You are viewing a plain text version of this content. The canonical link for it is here.
Posted to users@jackrabbit.apache.org by Nilay Parmar <ni...@cybage.com> on 2013/12/03 08:26:01 UTC

RE: Standalone JR takes long time to create indexes from Scratch

Thought it is delayed but Thank you for your reply Marek.

Following that, can you(anyone) share some idea about indexing of some(Uploaded in last 1 month) documents from a Datastore?
For Ex: I want to index only those documents uploaded after 20th Nov.

Please share your thoughts or experience.

Thanks and regards,
Nilay Parmar |Sr. Software Engineer
Cybage Software Pvt. Ltd. (An SEI-CMMI Level 5 assessed & ISO 27001 Company), India
Phone(O):91-79-66737000, Ext: 5336
Fax:91-79-66737001


-----Original Message-----
From: Marek Slama [mailto:mslama@email.cz] 
Sent: Saturday, November 23, 2013 3:04 PM
To: users@jackrabbit.apache.org
Subject: Re: Standalone JR takes long time to create indexes from Scratch

It seems JR creates index on documents itself too ie. for full text search. 
Do you need this? Anyway we have about 30GB repo and reindexing takes about 
2hrs. If you really need to reindex also documents you can try to 
investigate if it is possible to improve IO somehow. If datastore is in DB 
you can try clustering db. If on fs then some RAID. (You can also try to 
increase bundle cache but not sure if it may help as I assume JR loads 
document content just once for indexing).

Marek

"Hi All,

We have a client which is UK based legal firm. According to their business 
requirement, they need have very large set of documents to manage and it 
keeps increasing. To manage those documents, we use Apache Jackrabbit.

Now, as a part of project maintenance and performance improvement, we 
recommended to upgrade the jackrabbit from 2.2.7 to 2.6.0. Jackrabbit 
upgrade is successful but they still use old indexes generated from version 
2.2.7.

Datastore size is approx 700GB.

● Given data
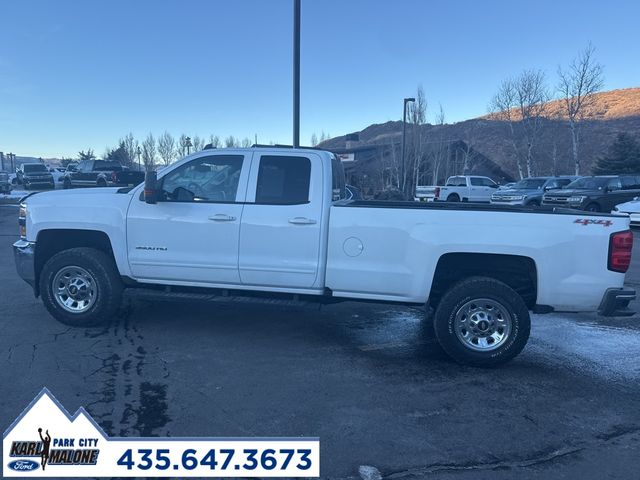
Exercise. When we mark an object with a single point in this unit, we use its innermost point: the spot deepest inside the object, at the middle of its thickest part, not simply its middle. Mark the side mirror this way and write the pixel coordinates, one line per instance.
(151, 187)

● Jobs
- A) From the Jackrabbit indexing thread, reproduce everything from "Do you need" down to "use Apache Jackrabbit.".
- B) List the field labels that appear in the header of the original message quoted in the Jackrabbit indexing thread.
- C) Translate this sentence from the Jackrabbit indexing thread into Spanish: "Anyway we have about 30GB repo and reindexing takes about 2hrs."

● Answers given
- A)
Do you need this? Anyway we have about 30GB repo and reindexing takes about 
2hrs. If you really need to reindex also documents you can try to 
investigate if it is possible to improve IO somehow. If datastore is in DB 
you can try clustering db. If on fs then some RAID. (You can also try to 
increase bundle cache but not sure if it may help as I assume JR loads 
document content just once for indexing).

Marek

"Hi All,

We have a client which is UK based legal firm. According to their business 
requirement, they need have very large set of documents to manage and it 
keeps increasing. To manage those documents, we use Apache Jackrabbit.

- B) From, Sent, To, Subject

- C) De todos modos, tenemos un repositorio de unos 30 GB y la reindexación tarda unas 2 horas.